__Listed entries__.
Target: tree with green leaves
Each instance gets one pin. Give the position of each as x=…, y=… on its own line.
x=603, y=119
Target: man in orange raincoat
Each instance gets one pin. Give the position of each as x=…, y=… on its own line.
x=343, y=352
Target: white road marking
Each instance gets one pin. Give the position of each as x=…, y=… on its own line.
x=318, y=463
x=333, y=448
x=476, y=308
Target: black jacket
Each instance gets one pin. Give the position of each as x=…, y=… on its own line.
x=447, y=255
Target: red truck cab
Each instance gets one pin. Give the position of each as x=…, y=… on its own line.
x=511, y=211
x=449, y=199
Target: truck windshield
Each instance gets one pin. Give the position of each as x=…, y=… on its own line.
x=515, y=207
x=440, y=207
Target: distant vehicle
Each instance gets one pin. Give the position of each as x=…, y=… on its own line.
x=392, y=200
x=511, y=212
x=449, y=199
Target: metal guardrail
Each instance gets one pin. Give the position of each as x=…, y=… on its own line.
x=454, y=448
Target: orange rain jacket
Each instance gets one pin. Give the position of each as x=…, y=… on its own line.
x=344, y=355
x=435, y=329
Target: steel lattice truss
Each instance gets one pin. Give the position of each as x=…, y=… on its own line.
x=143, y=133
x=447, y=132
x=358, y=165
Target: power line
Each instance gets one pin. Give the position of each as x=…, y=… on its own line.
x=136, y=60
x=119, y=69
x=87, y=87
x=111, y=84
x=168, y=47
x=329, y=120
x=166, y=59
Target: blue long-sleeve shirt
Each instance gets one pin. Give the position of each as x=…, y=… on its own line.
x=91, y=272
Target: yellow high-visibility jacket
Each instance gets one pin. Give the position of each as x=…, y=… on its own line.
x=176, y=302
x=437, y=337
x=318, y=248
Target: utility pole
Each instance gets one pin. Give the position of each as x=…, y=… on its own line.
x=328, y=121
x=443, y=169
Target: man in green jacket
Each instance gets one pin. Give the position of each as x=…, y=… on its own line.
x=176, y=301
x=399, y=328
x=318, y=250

__Work instructions__. Rewrite the lines as a JSON list of strings, one string per line, with blank lines omitted. Begin with the line containing "Target: man in green jacket" and continue through the end of the records.

__Response to the task__.
[
  "Target: man in green jacket",
  "Each instance gets one pin. Give the position of each as x=…, y=… on its own line.",
  "x=176, y=301",
  "x=399, y=328",
  "x=318, y=250"
]